PRZEDSTAWIONE DANE –
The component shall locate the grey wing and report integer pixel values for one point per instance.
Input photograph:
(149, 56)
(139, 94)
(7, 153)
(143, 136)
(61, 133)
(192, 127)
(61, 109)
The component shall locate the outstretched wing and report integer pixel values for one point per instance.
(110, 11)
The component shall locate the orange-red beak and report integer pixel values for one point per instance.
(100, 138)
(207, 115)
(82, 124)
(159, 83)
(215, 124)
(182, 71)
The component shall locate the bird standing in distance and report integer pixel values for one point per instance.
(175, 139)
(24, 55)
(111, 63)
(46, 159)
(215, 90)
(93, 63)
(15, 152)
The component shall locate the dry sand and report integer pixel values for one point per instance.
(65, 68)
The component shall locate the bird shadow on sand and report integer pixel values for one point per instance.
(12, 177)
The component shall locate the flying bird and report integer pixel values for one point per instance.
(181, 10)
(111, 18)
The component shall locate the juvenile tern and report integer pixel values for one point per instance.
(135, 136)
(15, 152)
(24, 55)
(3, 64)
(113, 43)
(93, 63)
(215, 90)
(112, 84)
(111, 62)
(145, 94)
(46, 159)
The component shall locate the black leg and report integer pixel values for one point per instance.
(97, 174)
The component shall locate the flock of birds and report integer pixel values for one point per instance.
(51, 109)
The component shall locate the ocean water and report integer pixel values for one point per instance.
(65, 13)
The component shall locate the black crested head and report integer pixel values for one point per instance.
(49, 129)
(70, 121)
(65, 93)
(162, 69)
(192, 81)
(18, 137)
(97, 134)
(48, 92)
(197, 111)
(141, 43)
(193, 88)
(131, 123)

POLECENIE – Proszę zmienić „ocean water” na „sea water” w danych od wiersza z „The component shall locate the black leg” do końca danych i podać ten fragment ponownie, bez innych zmian.

WYNIK ZADANIA –
The component shall locate the black leg and report integer pixel values for one point per instance.
(97, 174)
The component shall locate the flock of birds and report integer pixel values for one point per instance.
(51, 109)
The component shall locate the sea water and report integer pixel values for one point per instance.
(65, 13)
The component shall locate the black crested head and report integer pixel values for one point per instance.
(49, 129)
(70, 121)
(65, 93)
(162, 69)
(192, 81)
(18, 137)
(97, 134)
(48, 92)
(197, 111)
(141, 43)
(193, 88)
(131, 123)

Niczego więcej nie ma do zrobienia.